» **WHAT YOU WILL DO**: Lines in the listing below may contain the word "boot". State how many do, and nothing more.

» **GIVEN RECORDS**:
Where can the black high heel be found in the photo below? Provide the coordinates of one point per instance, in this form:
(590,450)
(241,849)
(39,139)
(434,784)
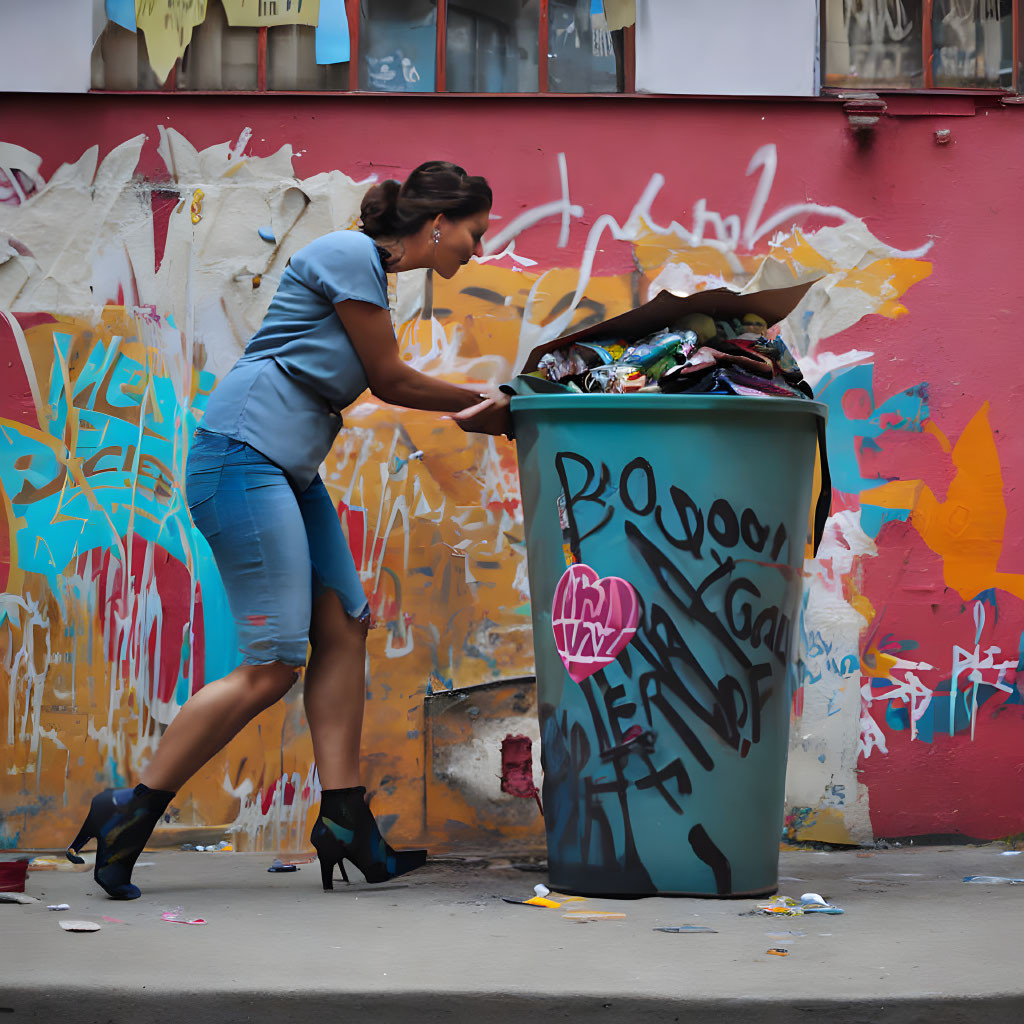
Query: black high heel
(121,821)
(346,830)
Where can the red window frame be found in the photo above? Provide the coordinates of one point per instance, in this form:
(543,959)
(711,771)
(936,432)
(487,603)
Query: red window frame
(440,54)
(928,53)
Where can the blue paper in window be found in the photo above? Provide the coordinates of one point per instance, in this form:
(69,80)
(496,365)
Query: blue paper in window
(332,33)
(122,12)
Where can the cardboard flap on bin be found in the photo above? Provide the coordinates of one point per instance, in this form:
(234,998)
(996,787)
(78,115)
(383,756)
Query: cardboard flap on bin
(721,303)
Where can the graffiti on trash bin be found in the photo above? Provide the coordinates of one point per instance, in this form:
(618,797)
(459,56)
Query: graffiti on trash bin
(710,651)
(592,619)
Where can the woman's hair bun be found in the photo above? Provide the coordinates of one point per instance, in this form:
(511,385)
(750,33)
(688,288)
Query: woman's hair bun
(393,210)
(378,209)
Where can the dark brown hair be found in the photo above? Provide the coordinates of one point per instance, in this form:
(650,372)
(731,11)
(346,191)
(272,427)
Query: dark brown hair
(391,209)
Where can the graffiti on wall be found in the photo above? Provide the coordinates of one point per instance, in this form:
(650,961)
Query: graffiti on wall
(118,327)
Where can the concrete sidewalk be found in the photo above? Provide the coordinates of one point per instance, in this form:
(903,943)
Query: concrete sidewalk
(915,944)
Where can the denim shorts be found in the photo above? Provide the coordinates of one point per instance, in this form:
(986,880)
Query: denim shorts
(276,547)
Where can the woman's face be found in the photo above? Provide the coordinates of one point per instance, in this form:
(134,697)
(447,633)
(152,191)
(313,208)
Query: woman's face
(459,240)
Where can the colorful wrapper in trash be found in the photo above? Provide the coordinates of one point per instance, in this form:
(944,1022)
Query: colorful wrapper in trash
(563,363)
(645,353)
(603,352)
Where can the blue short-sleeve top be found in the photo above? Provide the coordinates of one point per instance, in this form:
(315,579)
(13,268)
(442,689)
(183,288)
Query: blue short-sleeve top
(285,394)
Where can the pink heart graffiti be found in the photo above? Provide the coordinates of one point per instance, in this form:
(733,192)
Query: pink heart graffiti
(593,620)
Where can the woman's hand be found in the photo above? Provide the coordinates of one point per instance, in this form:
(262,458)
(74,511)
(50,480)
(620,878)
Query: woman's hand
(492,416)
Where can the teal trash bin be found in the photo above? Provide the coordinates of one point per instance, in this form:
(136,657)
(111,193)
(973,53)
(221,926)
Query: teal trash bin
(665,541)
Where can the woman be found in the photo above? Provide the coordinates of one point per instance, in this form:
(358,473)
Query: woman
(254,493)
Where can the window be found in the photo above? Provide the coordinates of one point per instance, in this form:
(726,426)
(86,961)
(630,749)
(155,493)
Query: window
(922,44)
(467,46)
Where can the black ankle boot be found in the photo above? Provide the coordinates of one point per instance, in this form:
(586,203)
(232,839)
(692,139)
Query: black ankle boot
==
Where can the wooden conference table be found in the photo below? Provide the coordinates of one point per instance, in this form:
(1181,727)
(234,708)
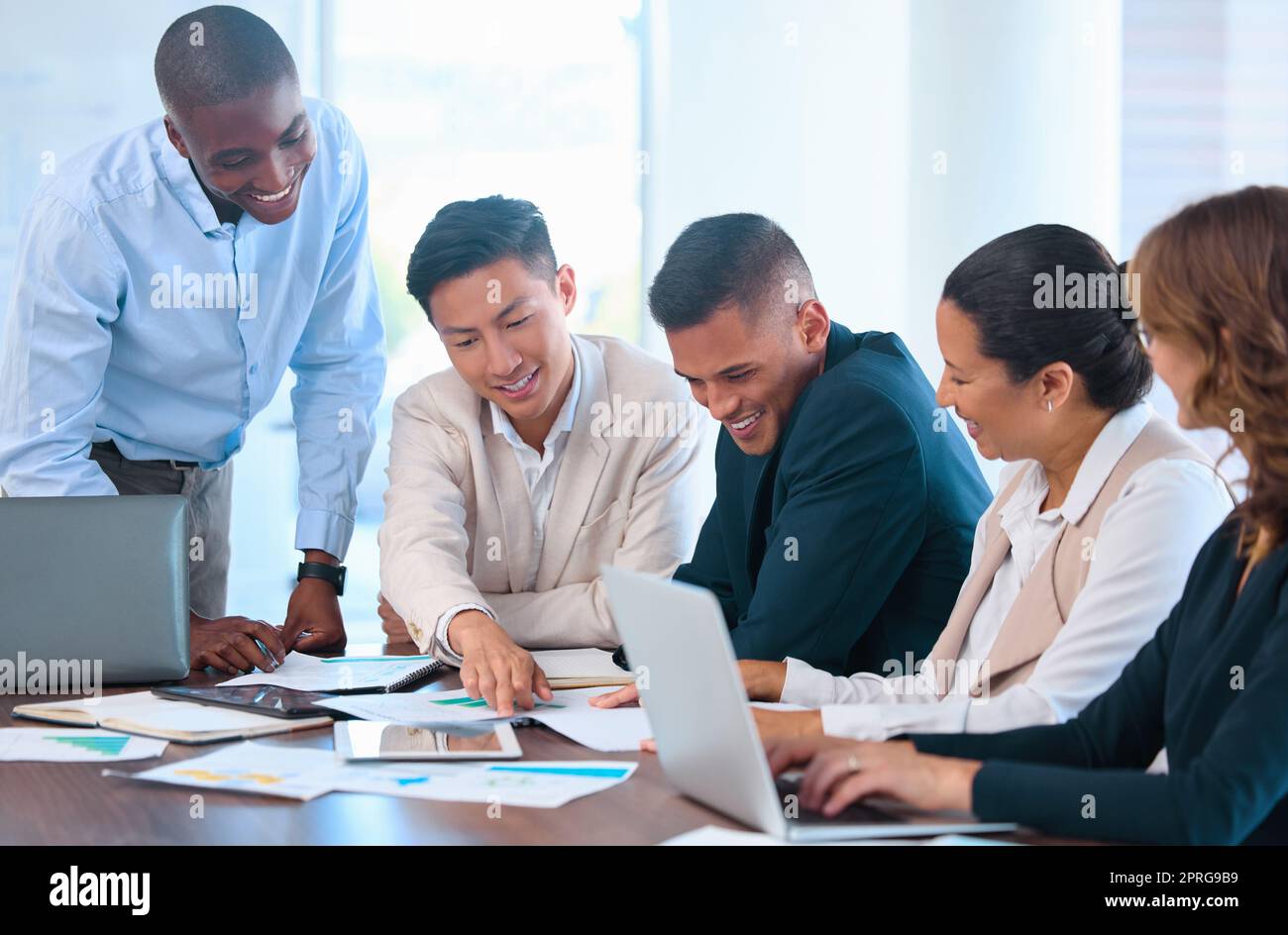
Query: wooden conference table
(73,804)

» **THE COMPLETED TASK**: 2